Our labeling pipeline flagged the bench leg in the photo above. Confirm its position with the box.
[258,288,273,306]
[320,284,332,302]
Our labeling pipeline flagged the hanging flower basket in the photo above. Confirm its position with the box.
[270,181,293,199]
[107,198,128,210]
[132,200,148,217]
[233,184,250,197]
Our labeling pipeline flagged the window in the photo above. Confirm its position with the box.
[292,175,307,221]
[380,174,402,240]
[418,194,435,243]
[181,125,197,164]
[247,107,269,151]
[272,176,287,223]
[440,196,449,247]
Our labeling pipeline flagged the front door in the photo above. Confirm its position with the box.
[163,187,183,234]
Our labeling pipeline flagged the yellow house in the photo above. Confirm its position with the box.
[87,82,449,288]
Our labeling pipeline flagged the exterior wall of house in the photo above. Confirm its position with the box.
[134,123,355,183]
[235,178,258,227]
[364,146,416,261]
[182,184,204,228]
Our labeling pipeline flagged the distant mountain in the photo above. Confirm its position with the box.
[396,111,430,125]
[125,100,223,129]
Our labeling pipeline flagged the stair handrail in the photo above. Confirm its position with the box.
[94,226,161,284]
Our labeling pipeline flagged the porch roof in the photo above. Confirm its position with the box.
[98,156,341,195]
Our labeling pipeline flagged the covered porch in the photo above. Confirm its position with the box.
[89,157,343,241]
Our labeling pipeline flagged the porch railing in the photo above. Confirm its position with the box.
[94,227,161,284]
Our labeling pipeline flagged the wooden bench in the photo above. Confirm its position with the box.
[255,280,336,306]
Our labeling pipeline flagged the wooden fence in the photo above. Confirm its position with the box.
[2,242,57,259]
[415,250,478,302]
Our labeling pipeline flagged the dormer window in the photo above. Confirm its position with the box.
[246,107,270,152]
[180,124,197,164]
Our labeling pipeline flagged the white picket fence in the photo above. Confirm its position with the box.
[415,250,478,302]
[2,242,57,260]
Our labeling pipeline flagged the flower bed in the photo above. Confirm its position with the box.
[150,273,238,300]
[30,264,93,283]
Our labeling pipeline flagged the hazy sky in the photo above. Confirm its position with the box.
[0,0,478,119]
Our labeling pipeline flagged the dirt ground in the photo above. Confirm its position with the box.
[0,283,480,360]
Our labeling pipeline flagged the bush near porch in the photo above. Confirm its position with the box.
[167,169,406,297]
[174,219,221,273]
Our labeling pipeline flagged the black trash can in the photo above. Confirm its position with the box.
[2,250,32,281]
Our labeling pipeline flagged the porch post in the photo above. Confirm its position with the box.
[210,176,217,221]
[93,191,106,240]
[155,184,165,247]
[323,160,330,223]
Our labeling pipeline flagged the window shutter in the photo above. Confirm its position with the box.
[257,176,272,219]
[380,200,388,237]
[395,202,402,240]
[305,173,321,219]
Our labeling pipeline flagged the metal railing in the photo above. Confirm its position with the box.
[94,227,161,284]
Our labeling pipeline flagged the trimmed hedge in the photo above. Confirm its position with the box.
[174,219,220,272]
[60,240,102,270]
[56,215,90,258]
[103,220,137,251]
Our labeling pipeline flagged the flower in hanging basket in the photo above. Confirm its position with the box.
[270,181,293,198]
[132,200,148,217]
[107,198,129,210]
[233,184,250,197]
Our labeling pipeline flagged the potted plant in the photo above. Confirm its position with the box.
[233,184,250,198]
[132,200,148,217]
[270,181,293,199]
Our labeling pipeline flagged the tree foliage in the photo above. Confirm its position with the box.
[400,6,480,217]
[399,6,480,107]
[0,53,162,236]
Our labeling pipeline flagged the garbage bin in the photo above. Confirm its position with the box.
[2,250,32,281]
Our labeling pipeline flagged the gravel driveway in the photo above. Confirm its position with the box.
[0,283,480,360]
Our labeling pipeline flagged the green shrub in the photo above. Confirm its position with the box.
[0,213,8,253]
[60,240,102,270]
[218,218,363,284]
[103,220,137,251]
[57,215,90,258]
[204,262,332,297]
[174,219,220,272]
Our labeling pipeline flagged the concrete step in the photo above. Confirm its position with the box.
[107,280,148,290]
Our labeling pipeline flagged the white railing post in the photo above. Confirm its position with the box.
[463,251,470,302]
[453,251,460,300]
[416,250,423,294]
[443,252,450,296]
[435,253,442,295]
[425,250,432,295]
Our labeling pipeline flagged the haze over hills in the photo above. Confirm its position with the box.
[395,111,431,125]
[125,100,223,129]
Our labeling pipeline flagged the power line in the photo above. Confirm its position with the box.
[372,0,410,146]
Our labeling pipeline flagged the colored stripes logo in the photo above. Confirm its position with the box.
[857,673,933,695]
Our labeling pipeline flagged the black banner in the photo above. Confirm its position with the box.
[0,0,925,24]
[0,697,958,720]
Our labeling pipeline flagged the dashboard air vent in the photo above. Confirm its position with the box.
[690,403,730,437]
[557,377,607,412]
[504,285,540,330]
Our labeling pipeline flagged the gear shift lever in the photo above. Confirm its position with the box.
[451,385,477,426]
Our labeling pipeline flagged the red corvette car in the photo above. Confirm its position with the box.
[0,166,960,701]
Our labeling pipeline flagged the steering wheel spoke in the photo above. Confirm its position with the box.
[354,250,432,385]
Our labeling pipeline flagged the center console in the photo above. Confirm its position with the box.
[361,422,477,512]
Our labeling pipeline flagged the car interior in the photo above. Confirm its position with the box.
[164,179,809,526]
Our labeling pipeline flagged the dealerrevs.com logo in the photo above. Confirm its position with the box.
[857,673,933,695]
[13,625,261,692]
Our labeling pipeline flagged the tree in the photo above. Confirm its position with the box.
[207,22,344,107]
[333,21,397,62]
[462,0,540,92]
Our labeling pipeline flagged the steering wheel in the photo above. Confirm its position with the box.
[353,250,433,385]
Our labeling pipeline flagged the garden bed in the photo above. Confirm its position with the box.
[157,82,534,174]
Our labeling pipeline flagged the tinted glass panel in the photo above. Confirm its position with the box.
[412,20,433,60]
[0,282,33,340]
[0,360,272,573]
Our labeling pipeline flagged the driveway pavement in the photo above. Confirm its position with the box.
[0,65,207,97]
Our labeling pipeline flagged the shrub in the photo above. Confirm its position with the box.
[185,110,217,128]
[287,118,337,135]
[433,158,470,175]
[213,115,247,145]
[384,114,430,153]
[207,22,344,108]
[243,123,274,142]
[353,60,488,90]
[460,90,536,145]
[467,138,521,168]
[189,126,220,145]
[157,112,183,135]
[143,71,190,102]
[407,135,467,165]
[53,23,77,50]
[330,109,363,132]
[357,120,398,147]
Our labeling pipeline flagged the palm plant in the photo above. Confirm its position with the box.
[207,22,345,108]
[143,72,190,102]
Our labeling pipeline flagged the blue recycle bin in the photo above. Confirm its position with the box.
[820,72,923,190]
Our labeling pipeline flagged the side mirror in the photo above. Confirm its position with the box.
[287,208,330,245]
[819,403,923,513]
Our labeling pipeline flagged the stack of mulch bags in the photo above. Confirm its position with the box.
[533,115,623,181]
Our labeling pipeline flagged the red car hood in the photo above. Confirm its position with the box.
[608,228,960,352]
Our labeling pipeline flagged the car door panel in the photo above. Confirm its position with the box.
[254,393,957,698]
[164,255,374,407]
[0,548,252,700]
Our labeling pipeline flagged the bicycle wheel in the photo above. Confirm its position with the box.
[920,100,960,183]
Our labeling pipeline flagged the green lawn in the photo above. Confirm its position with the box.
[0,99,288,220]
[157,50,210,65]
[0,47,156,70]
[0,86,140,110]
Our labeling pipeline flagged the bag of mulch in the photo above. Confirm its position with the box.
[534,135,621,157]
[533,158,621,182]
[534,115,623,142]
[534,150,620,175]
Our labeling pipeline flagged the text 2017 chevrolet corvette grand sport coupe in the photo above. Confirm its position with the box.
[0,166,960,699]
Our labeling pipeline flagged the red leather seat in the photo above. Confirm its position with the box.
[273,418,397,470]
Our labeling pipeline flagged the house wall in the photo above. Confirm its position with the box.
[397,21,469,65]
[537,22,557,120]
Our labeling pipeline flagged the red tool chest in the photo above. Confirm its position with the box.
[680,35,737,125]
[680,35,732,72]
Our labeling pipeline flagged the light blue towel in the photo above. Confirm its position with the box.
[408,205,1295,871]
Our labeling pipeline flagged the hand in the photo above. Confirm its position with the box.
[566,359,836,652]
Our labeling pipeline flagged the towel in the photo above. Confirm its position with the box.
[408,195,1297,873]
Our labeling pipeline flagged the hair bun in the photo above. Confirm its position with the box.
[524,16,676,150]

Work to complete → Take the rows starting with the line with "Our labeling pipeline flagged the tree in" and going on through the line with "[353,250,433,385]", and write them out again with "steering wheel" swapped for "gear shift", leaving everything else unchanged.

Answer for the task →
Our labeling pipeline flagged the tree in the photo above. Confirm its position with the box.
[207,22,344,107]
[333,21,397,62]
[462,0,540,92]
Our labeling pipeline flagged the gear shift in the photo above. Confirm its position with the box.
[353,250,433,385]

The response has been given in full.